### WHAT THE TASK ASKS:
Restate the material verbatim, every line included.

### INPUT RECORDS:
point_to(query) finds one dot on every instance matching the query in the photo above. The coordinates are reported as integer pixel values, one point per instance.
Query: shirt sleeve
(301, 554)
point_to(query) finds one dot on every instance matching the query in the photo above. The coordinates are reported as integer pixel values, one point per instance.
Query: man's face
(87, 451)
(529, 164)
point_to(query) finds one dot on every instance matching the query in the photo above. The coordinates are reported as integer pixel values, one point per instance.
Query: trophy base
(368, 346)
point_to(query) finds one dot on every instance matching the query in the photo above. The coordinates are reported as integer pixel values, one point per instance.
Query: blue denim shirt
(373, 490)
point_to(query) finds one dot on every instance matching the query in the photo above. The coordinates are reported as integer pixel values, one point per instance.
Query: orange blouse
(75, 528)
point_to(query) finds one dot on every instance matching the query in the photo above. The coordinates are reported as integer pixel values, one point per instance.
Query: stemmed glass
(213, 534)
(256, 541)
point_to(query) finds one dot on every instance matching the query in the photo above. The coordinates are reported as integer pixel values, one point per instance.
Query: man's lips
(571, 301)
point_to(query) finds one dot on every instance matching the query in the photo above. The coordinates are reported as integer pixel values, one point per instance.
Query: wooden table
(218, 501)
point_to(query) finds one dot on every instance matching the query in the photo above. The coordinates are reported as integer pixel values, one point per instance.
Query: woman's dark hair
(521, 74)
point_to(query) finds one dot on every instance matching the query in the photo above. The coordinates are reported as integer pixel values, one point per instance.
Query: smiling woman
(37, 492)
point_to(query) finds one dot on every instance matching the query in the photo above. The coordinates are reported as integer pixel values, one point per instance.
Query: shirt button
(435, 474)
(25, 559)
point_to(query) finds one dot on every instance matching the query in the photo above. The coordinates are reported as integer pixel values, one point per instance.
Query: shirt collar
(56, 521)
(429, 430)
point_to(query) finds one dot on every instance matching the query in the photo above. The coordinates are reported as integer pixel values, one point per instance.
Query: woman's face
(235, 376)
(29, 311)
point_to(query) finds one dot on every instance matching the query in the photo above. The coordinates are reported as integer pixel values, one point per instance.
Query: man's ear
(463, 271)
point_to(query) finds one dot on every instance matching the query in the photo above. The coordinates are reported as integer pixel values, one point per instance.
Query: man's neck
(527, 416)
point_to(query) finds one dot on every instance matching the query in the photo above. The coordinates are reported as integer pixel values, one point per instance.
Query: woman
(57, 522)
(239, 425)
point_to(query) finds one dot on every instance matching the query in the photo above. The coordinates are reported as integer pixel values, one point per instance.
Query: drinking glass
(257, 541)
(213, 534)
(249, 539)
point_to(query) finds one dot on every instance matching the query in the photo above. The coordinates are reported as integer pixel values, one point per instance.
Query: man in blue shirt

### TASK OUTPUT:
point_to(query) finds one dot on every instance matching the query in the photo above. The coordinates are reported as integer pixel values, one point per instance.
Query: shirt sleeve
(301, 554)
point_to(query) finds one dot on every instance matching the query in the photo above. The coordinates are reported as integer pixel values, one point per instance.
Query: man's face
(87, 451)
(529, 164)
point_to(query) finds one dot on every instance matching the query in the photo above. The coordinates are reported as integer pixel values, one point per instance.
Query: trophy base
(368, 346)
point_to(query) finds one dot on every instance matching the query in the photo above. The coordinates are reported as integer pixel values, one point per instance.
Query: blue denim shirt
(373, 490)
point_to(query) finds one dot on every instance matching the query in the photo above. The coordinates are reported as integer pixel values, one point per instance.
Query: orange blouse
(75, 528)
point_to(query) finds one dot on every instance matching the query in the photo above. The coordinates are reported as integer pixel values, one point per instance.
Query: stemmed glass
(213, 534)
(256, 541)
point_to(query) finds one dot on every instance matching the query in the photo above. The coordinates are reported as integer pixel values, one point per instance.
Query: man's lips
(571, 301)
point_to(query) finds one dot on every instance matching the query in the photo above. The coordinates are reported as integer pixel values, one point per instance.
Query: wooden table
(218, 501)
point_to(query) finds one dot on every instance matching the query in the photo above. The coordinates are reported as integer pixel values, one point per instance.
Query: woman's dark hair
(521, 74)
point_to(query) finds one dot on every instance matching the query in the photo above. The coordinates are reported as integer pixel values, one point per instance.
Query: smiling woman
(37, 492)
point_to(query) finds one dot on every instance matching the query in the photo above. The coordinates are reported as integer pixel values, one point per instance.
Query: shirt button
(435, 474)
(25, 559)
point_to(query) finds one dot on every instance matching the query in the photo above. The coordinates are reported as integer pixel values, one point per instance.
Query: shirt collar
(56, 521)
(429, 430)
point_to(query) finds one dot on every instance matching the query in the photo above. The coordinates are reported as integer pixel values, one point per instance.
Query: woman's face
(235, 376)
(29, 311)
point_to(query) finds one dot on every instance matching the query in the photo above. The coordinates are reported as integer pixel values, one point per instance.
Query: man's ear
(463, 271)
point_to(query) finds one dot on every instance matching the query in the photo above. The coordinates are reported as integer pixel values, one point per instance.
Query: man's neck
(527, 416)
point_to(query) finds one dot on every instance matching the query in the photo above. The coordinates are reported as integer pixel values, one point per instance.
Query: woman
(57, 522)
(239, 425)
point_to(query) finds one dot on every instance matching the query in the photo above. The coordinates are reported as integer pixel values, one point per instance.
Query: drinking glass
(257, 541)
(213, 534)
(249, 539)
point_to(query) finds one dot on every instance matching the query in the photo above. The coordinates are reported as integer pixel values, one point per instance.
Query: man in blue shirt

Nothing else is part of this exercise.